[待完成任务]
1. 请用两句话概括这篇讲impala多行数据合并的文档正文。
2. 根据这篇讲impala多行数据合并的文档正文,回答下列问题:
(a) 文中使用的数据库是什么?
(b) 发票号为1,3,4,8,3时,结果应显示为什么?
(c) group_concat(column)方法需要配合什么使用?
3. 请接着这篇讲impala多行数据合并的文档正文往下写,从最后一行之后开始。

[文档正文]
#####

将同一id多行数据合并到一行

声明:

数据库为impala

需求:

1、3个数据源有一个相同的字段“batch_no”,根据此相同字段将3个数据源中的数据放到一个报表展示

2、其中需展示的”所属账期“字段数据源中没有,根据数据源中的账期开始日和账期结束日判断,开始日取最早日期,结束日取最晚日期

所属账期:账期最早2020-05-20 00:00:00,账期最晚2020-07-10 00:00:00

所属账期就是202005/202006/202007或者202005~202007

3、其中某系字段例如“发票号”“凭证号”“产业”“渠道名称”等包含多个内容时,在同一行显示。并且,如果发票号或者凭证号是连续的使用“~”,如果不是联系的使用“/”隔开,重复的数据只显示一个(也就是去重)。

例如:发票号:1,2,3,4,2;是连续的且2是重复的,则结果为:1~4

          发票号:1,3,4,8,3;非连续的且3是重复的,则结果为:1/3/4/8,而不是1/3/4/8/3

解决步骤:

第一步:查看源表数据,如下

客户希望展现的结果:

第二步:impala的group_concat(column)方法,将某一个列的数据放到一起,需要配合group by使用。(同组的数据,通过group_concat(column)指定要放到一起的数据是哪列);

首先我们来实现多行合并到一行

select b.batch_no,

GROUP_CONCAT(b.invoice_no, '/') invoice_no,

GROUP_CONCAT(b.voucher_no, '/') voucher_no

from receive_data.CVP_V_GET_BATCH_NBMS a

left join receive_data.cvp_v_get_invoice_nbms b

on a.batch_no=b.batch_no

where a.deleted_flag='0'

and b.deleted_flag='0'

and a.batch_no='INBMS202005290100'

group by b.batch_no;

结果如下:

细心的你会发现,invoice_no是连续的啊,要使用“~”,不能使用“/”拼接啊

第三步:把连续的使用“~”,不连续的使用“/”连接

select b.batch_no,

case when max(invoice_no) = min(invoice_no) then max(invoice_no)

#####

物体指向数据集摘录:
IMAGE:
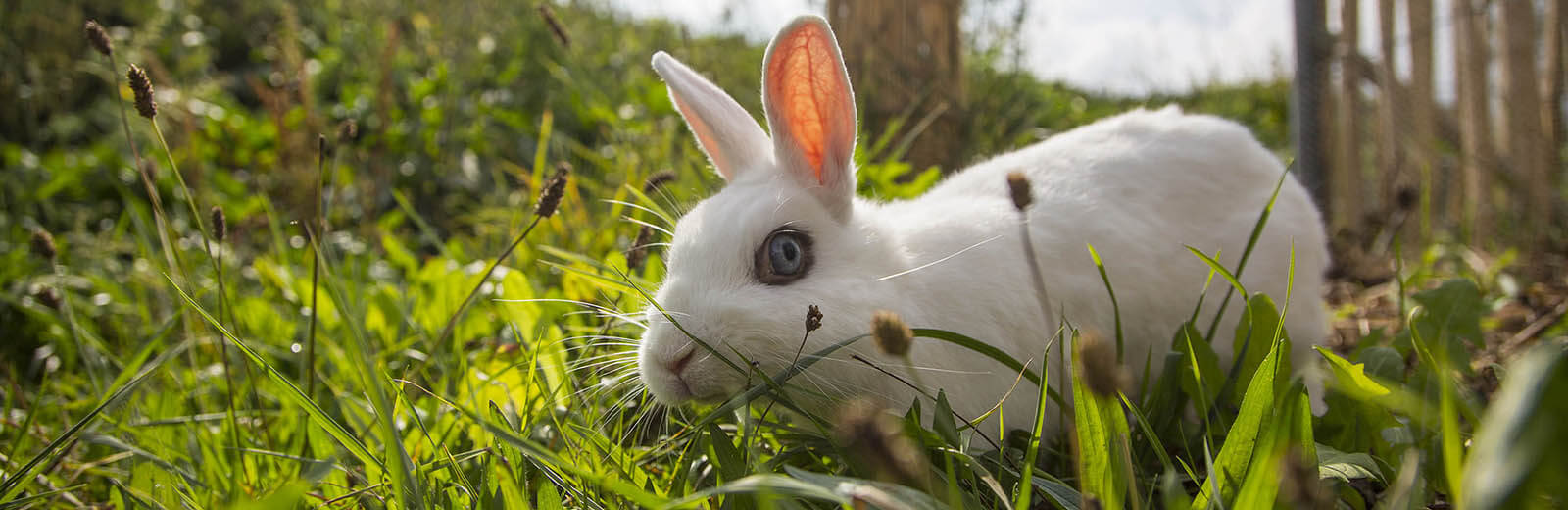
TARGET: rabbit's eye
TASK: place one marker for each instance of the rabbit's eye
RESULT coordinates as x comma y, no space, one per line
784,256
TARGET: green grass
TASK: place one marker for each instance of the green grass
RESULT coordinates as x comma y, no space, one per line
435,347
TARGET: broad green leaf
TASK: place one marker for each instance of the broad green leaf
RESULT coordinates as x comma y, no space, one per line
1350,379
1241,441
1346,467
1201,379
1253,336
1450,318
1102,432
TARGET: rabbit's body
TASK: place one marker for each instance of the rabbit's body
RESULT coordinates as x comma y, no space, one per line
788,231
1110,185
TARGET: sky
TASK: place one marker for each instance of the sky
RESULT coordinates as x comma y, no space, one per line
1118,46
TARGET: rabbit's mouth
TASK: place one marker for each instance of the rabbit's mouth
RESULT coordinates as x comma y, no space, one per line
687,377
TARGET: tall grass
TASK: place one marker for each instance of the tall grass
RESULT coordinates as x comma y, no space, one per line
446,344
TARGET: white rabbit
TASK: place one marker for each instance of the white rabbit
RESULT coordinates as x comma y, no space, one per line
788,231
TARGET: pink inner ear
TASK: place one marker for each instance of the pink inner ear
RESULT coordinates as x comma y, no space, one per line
808,86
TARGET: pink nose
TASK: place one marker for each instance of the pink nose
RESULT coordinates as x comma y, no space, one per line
681,363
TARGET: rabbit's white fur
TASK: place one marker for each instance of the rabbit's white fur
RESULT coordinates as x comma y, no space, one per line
1139,187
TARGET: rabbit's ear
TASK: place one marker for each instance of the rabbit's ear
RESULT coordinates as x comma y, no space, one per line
811,110
723,129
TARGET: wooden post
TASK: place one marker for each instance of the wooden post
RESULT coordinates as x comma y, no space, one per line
1390,114
1521,114
1552,28
1309,98
1346,206
906,60
1421,104
1470,43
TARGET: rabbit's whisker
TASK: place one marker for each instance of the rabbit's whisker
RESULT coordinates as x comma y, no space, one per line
940,261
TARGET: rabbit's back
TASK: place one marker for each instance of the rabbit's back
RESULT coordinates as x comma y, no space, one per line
1141,188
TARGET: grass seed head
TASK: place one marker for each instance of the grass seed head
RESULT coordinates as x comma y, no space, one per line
44,245
220,224
658,179
812,318
551,195
639,253
556,26
1018,185
143,90
891,333
1098,366
98,38
875,441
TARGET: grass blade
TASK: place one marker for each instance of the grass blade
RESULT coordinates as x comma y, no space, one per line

#####

[依次输出]
1. 该文的需求是在impala数据库中按共同字段“batch_no”把3个数据源的数据放到一个报表里展示,并让发票号、凭证号等含多个内容的字段在同一行显示、去重,连续时用“~”、不连续时用“/”隔开。解决时先用group_concat配合group by把多行合并为一行,再着手把连续的值用“~”连接、不连续的用“/”连接。

2.
(a) impala。
(b) 1/3/4/8。
(c) group by。

3.
     when cast(max(invoice_no) as int)+1 - cast(min(invoice_no) as int)=count(invoice_no) then concat(min(invoice_no),'~',max(invoice_no))

     else GROUP_CONCAT(b.invoice_no, '/')

     end invoice_no,

case when max(voucher_no) = min(voucher_no) then max(voucher_no)

     when cast(max(voucher_no) as int)+1 - cast(min(voucher_no) as int)=count(voucher_no) then concat(min(voucher_no),'~',max(voucher_no))

     else GROUP_CONCAT(b.voucher_no, '/')

     end voucher_no

from receive_data.CVP_V_GET_BATCH_NBMS a

left join receive_data.cvp_v_get_invoice_nbms b

on a.batch_no=b.batch_no

where a.deleted_flag='0'

and b.deleted_flag='0'

and a.batch_no='INBMS202005290100'

group by b.batch_no;

第四步:现在离我们的目标又进了一步,但是需求还有一点就是要去重。你会想到使用distinct啊。我们来看一下结果:

select b.batch_no,

case when max(invoice_no) = min(invoice_no) then max(invoice_no)

     when cast(max(invoice_no) as int)+1 - cast(min(invoice_no) as int)=count(distinct invoice_no) then concat(min(invoice_no),'~',max(invoice_no))

     else GROUP_CONCAT(distinct b.invoice_no, '/')

     end invoice_no,

case when max(voucher_no) = min(voucher_no) then max(voucher_no)

     when cast(max(voucher_no) as int)+1 - cast(min(voucher_no) as int)=count(distinct voucher_no) then concat(min(voucher_no),'~',max(voucher_no))

     else GROUP_CONCAT(distinct b.voucher_no, '/')

     end voucher_no

from receive_data.CVP_V_GET_BATCH_NBMS a

left join receive_data.cvp_v_get_invoice_nbms b

on a.batch_no=b.batch_no

where a.deleted_flag='0'

and b.deleted_flag='0'

and a.batch_no='INBMS202005290100'

group by b.batch_no;

唉呀,报错了!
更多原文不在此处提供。